_EXERCISE BRIEF:_ Please pull out, word for word, the lines of the listing below that run from the line containing "the bus tire." through the end of the listing, inclusive.

_DATA SUPPLIED:_
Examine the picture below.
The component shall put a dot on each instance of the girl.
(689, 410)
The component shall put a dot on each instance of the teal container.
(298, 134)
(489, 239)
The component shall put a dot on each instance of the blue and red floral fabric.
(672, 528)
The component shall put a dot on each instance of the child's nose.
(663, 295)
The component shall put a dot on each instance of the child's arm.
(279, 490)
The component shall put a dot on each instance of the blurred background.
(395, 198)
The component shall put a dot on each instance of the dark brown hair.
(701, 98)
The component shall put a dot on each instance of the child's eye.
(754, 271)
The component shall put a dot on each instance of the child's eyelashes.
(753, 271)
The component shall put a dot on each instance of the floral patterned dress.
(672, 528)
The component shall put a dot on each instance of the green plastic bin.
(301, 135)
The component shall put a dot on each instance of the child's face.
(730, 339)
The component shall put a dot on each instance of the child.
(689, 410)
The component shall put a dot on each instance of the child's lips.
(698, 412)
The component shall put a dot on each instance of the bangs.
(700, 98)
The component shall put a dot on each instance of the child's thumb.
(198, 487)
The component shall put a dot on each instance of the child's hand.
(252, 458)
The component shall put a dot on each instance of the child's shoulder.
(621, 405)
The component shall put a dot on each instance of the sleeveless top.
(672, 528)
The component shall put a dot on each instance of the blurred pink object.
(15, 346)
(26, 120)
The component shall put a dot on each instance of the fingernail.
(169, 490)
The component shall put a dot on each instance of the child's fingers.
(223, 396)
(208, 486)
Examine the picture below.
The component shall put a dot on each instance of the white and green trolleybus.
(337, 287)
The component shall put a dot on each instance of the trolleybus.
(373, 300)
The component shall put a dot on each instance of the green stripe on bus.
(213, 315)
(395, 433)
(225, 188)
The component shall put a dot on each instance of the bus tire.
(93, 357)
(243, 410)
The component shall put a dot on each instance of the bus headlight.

_SOLUTION TO THIS TASK:_
The component shall put a dot on each instance of the bus tire.
(93, 357)
(243, 410)
The component shall put a dot on each instance of the bus headlight.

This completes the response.